● Task description:
In the text on the Baia Mare gold mine, copy out the part starting at "Romania's Carpathian mountains" and ending at "US$28.2 million project.", putting "valuable metals" in place of "precious metals".
==== Study text
Romania's Carpathian mountains contain significant amounts of gold and other precious metals. Esmeralda Exploration began work on the Baia Mare Tailings treatment facility in 1997, after an Australian engineering firm, Lycopodium, won the contract for the US$28.2 million project.
The Aurul mine works stockpiles of tailings previously treated for base metals, which are turned into slurry and sent to a conventional gold treatment plant. According to reports, the gold mine had experienced problems with water prior to the latest incident. Esmeralda's latest annual report documents an earlier small leak from pumping equipment and incidents in which the main treatment plant received slurry flow rates at double the intended capacity. It also reports hostility towards the project from environmental and political groups.
Aurul SA has secured three exploration licences covering 78.52km(x2) in the Oas-Gutai Mountains, immediately north of the mining town of Baia Maire. Another venture in which Esmeralda holds a 97.5 percent interests, Explorer SA, has also secured three exploration licences for 74.82 km(x2) land adjacent to the Aurul licences. The company web site boasts that "the licences held by the two companies have secured all known prospective ground from the western mining fields around Baia Mare and as far north as the Ukraine border".
Esmeralda has admitted that the lake containing the mine's poison waste over-flowed in heavy rains, but accused east European officials of exaggerating its effect. Esmeralda spokesman Chris Codrington said that footage of dying fish shown on CNN and Hungarian television shows them "still flapping. If it was cyanide poisoning they would be dead. And, if there are dead fish in Hungary why have there not been any reports of dead fish in Romania, which is much closer to the tailings dam?” The company is sending its own scientists to investigate the incident and has said it will vigorously oppose any compensation claims.
Esmeralda chairman Brett Montgomery said allegations that cyanide had killed the fish caused him "considerable scepticism", adding that the extreme weather that had caused the initial spill could also be responsible for the deaths. Australian government officials also defended the company. Western Australia's state resources minister Colin Barnett said, "From my knowledge ... the mine was developed to a high standard." Environment Minister Robert Hill said it would be wrong to "rush to judgement," whilst rejecting calls for tougher laws to be introduced on Australian mining companies operating overseas.
========
==== The data
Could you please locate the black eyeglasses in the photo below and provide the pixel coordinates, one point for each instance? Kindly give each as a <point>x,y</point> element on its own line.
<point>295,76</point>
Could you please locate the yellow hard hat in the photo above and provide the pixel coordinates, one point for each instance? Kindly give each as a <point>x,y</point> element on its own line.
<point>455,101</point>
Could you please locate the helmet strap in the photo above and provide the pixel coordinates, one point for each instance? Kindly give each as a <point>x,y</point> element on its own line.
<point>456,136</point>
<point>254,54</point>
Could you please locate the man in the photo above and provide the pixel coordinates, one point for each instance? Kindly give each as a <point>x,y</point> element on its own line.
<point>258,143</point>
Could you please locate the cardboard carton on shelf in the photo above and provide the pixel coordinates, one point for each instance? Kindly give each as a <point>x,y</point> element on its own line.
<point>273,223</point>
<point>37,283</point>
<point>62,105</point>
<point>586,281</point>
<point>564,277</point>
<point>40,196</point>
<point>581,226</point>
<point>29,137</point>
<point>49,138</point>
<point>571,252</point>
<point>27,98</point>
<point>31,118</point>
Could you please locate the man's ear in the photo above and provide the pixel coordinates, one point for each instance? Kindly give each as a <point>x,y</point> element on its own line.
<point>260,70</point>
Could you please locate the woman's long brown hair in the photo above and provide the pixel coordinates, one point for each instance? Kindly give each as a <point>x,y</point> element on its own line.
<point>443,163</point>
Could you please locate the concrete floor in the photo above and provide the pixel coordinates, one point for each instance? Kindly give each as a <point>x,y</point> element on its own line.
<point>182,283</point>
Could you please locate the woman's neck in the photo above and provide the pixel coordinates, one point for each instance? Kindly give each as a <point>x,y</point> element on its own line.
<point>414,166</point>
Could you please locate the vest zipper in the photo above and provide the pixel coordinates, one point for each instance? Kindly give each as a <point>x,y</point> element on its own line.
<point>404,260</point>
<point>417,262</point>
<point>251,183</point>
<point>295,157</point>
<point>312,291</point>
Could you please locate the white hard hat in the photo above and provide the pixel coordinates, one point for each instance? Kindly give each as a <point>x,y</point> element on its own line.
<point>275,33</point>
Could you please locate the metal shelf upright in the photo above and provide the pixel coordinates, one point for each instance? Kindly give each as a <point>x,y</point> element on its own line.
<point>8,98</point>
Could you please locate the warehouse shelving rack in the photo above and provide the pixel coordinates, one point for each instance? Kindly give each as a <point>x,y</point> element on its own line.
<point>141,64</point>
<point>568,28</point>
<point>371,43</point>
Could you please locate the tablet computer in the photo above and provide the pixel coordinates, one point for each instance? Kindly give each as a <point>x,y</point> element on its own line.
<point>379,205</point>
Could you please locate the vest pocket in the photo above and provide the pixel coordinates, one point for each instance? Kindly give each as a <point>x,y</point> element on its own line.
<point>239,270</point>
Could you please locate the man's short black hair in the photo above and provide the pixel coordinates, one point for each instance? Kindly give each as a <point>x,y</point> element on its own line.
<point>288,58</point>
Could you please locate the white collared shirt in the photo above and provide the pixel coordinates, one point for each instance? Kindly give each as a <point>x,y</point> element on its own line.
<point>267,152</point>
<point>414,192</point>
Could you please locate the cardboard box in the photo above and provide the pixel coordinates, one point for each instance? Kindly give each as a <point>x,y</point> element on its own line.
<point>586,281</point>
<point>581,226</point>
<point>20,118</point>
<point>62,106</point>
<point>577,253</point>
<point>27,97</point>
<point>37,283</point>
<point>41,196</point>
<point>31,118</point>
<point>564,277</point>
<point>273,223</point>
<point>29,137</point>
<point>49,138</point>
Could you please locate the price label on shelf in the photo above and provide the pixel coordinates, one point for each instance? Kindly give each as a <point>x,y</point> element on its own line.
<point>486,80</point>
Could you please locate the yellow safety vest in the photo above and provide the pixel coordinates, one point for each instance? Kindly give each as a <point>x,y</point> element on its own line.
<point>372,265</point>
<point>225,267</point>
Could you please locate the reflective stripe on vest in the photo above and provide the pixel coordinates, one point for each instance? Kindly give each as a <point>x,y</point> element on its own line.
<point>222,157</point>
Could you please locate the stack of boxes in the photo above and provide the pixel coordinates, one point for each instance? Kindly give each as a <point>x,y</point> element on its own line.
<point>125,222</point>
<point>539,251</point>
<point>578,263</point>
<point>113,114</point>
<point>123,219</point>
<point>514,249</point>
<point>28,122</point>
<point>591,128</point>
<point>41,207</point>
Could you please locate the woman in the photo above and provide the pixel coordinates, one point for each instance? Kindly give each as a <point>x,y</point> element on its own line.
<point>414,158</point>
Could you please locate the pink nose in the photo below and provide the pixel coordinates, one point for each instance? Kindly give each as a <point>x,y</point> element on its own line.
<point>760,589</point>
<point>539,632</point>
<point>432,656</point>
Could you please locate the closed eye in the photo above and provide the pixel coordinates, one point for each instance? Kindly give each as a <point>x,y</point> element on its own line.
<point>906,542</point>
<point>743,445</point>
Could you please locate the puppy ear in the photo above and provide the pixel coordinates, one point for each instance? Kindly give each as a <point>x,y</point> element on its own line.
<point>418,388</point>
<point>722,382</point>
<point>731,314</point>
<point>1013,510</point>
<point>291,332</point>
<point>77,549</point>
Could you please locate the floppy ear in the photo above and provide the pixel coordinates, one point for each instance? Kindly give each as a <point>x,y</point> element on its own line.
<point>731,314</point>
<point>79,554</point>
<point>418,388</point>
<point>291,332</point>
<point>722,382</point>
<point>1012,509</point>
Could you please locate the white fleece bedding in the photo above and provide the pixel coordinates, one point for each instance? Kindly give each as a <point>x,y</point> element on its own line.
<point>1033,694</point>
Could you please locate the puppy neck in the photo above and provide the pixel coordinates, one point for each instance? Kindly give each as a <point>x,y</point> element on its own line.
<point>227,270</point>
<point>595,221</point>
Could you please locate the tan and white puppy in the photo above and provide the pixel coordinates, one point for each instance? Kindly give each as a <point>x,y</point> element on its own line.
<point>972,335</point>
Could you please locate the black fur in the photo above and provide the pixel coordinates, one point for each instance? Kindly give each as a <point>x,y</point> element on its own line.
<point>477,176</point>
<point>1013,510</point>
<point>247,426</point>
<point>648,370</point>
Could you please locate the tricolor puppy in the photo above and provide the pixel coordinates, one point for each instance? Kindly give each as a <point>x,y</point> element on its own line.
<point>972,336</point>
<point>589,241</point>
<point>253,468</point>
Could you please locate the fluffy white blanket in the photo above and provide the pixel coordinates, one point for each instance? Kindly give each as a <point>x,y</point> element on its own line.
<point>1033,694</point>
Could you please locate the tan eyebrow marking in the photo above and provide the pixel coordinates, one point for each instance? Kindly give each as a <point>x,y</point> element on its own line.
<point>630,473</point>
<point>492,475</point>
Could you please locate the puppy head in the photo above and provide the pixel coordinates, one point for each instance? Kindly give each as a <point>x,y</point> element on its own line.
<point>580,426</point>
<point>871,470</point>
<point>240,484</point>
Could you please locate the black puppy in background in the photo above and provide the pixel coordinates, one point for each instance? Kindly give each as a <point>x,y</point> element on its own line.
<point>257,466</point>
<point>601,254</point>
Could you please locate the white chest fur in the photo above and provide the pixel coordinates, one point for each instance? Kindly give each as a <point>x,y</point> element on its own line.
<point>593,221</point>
========
● Answer for this exercise:
Romania's Carpathian mountains contain significant amounts of gold and other valuable metals. Esmeralda Exploration began work on the Baia Mare Tailings treatment facility in 1997, after an Australian engineering firm, Lycopodium, won the contract for the US$28.2 million project.